Trolley Times
- Type: Bi-weekly
- Format: Broadsheet
- Owner: Trolley Times
- Publisher: Trolley Times
- Founded: 18 December 2020; 5 years ago
- Language: Hindi and Gurmukhi
- Headquarters: Tikri, Delhi-Haryana Border, Haryana, India
- Country: India
- Circulation: 5000 (as of 22 December 2020)
- Website: trolleytimes.com

= Trolley Times =

Indian newspaper founded in 2020

Trolley Times is a four-page biweekly newspaper in Gurmukhi and Hindi. It was founded on 18 December 2020 to represent farmers at the Delhi-Haryana border protesting in response to alleged attempts by mainstream media to malign and misrepresent the 2020–2021 Indian farmers' protest.

== History ==
The newspaper was started by a team of activists including a freelance journalist, a film writer, a video director, two documentary photographers, a physiotherapist, and a farmer. The first edition of the broadsheet was issued on 18 December 2020, the 23rd day of the protest. The first issue had a print order of 2,000 copies while the second issue had a print order of 5,000 copies.

== Objective ==
The objective of Trolley Times is to provide a platform to farmers. It also provides hard copies for older farmers who are not familiar with digital and social media. The editors of Trolley Times have stated that the newspaper is run by volunteers and operates 'without any political or monitory pressure'. They also stated that is not an official publication of the Sanyukt Kisan Morcha, the umbrella organization representing 40 farmer's unions.

== Content ==
The founders have said that Trolley Times aims to provide news and commentary about the farmers movement to the participants and supporters. The farm movement "stretches across 25-30 km and touches half a dozen borders". The paper also aims to be an alternative voice as the protestors have little faith in mainstream media. The first issue of the Trolley Times had 'pictures, opinion pieces, editorials, poems, cartoons, and speeches'.

Ajay Natt said on 18 December that "the first page of the paper will carry the editorial as well as the daily developments and announcements, the second page will have photographs and artwork and the third page will have news and views from across the world in support of the farmers' agitation while the fourth page will be for light reading as it will have interesting events unfolding at the agitation sites such as wrestling matches between Punjab and Haryana, or classrooms set up to educate the poor students." While there were apprehensions about regularly curating and creating content for the newspaper, there has been an overwhelming response with hundreds of people sending in different types of content.
■ ■ ■ ■
*GOAL:*
Write the next part of the article about the Trolley Times newspaper, continuing after its final sentence.

*SUPPLIED INFORMATION:*
■ ■ ■ ■
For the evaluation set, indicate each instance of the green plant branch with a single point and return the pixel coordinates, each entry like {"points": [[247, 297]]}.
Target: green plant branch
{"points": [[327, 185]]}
■ ■ ■ ■
*OUTPUT OF THE TASK:*
The second edition featured reports and photographs from various protest sites, including Palwal, Singhu, Ghazipur, Bikaner, Patiala, Tarn Taran, and New York. The fourth edition has reports on the workers movement including Mazdoor Mukti Morcha. The fifth edition, published on 5 January, carried a story on Bikramdeep Singh Pannu, a protester who has a Ghadar Party flag on his trolley and had participated in the Shaheen Bagh Protest.

== Digital and online publications ==
The Trolley Times has a digital version in Gurmukhi-Punjabi and Hindi. The first and second editions have been translated into English and are accessible online. The second edition of the paper was uploaded on 22 December 2020. Since then eleven editions of the Trolley Times have been published.

In a March 2021 interview Trolley Times editor and photojournalist Navkiran Natt told Germany's Deutsche Welle News that for godi-media, "their primary platform is social media but our audience is an old farmer, for whom media is synonymous with a physical newspaper."

In addition to the Trolley Times, the team has launched "Trolley Talkies", an "alternate medium" for people to express "solidarity with the farmers". Since 2 January 2021, the Trolley Times started screening documentaries and movies at their makeshift hall. Movies have included; Peepli Live, Punjab 1984, Chaar Sahibzade 2, Sajjan Singh Rangroot, The Legend of Bhagat Singh, Manthan.The team is exploring starting "talk shows by farmers which will also be up on Instagram, YouTube and Facebook.”

== Slogans ==
The slogan on the First Edition of the English version of the paper reads, "The sword of revolution is sharpened on the whetstone of ideas" by Bhagat Singh. The rallying call for the second edition of Trolley Times read, "O Martyrs, to complete your pending work… We shall give our heart and soul."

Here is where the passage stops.